*** DATA EXTRACT ***
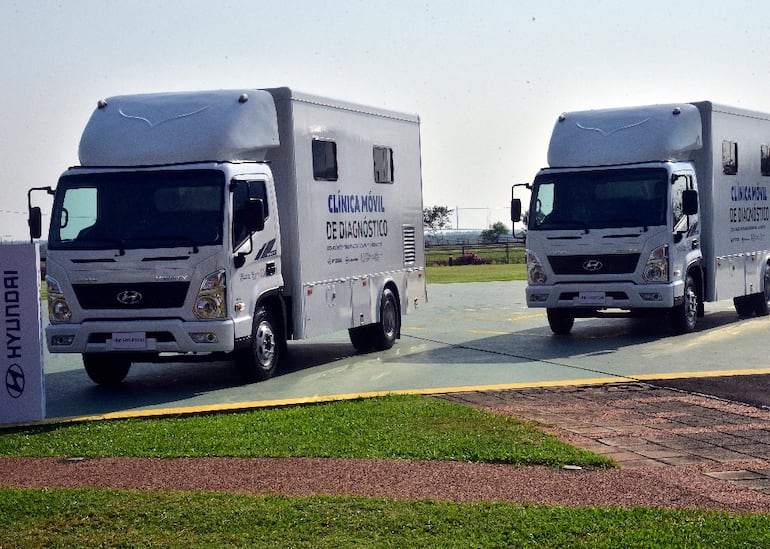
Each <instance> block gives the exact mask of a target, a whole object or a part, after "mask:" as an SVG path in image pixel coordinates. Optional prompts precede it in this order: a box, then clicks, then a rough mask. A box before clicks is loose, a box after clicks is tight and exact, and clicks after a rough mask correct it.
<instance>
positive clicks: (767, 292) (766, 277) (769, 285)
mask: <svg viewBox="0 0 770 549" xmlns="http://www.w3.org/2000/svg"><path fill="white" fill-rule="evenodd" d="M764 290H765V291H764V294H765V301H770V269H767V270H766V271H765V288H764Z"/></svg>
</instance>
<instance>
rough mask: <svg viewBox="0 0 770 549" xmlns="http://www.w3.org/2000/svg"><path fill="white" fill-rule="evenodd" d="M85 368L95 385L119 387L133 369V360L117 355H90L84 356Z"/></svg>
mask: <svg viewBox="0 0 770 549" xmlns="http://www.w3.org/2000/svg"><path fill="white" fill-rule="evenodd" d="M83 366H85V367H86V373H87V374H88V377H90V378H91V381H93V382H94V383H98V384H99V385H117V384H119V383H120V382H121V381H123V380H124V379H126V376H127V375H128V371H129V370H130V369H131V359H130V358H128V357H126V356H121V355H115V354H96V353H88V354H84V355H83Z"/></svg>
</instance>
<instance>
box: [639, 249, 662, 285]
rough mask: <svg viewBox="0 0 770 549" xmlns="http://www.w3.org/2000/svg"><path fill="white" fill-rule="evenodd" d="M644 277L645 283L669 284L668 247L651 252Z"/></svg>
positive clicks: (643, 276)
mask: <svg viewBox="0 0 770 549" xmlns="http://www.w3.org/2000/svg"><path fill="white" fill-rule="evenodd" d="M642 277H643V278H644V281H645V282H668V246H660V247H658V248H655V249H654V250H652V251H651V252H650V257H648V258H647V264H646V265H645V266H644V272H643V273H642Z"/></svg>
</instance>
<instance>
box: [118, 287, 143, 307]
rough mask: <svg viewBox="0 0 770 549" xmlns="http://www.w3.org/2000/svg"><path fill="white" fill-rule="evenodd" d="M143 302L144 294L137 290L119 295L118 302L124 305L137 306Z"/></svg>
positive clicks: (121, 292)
*** End of DATA EXTRACT ***
• WHAT YOU ARE ASKED TO DO:
Among the entries above, the line containing "positive clicks: (643, 276)", the line containing "box: [118, 287, 143, 307]", and all lines between them are to be restated word for word; nothing else belongs in the reply.

• REPLY TO THE EXERCISE:
positive clicks: (643, 276)
mask: <svg viewBox="0 0 770 549" xmlns="http://www.w3.org/2000/svg"><path fill="white" fill-rule="evenodd" d="M642 277H643V278H644V281H645V282H668V246H660V247H658V248H655V249H654V250H652V251H651V252H650V257H648V258H647V264H646V265H645V266H644V272H643V273H642Z"/></svg>
</instance>
<instance>
box: [118, 287, 143, 307]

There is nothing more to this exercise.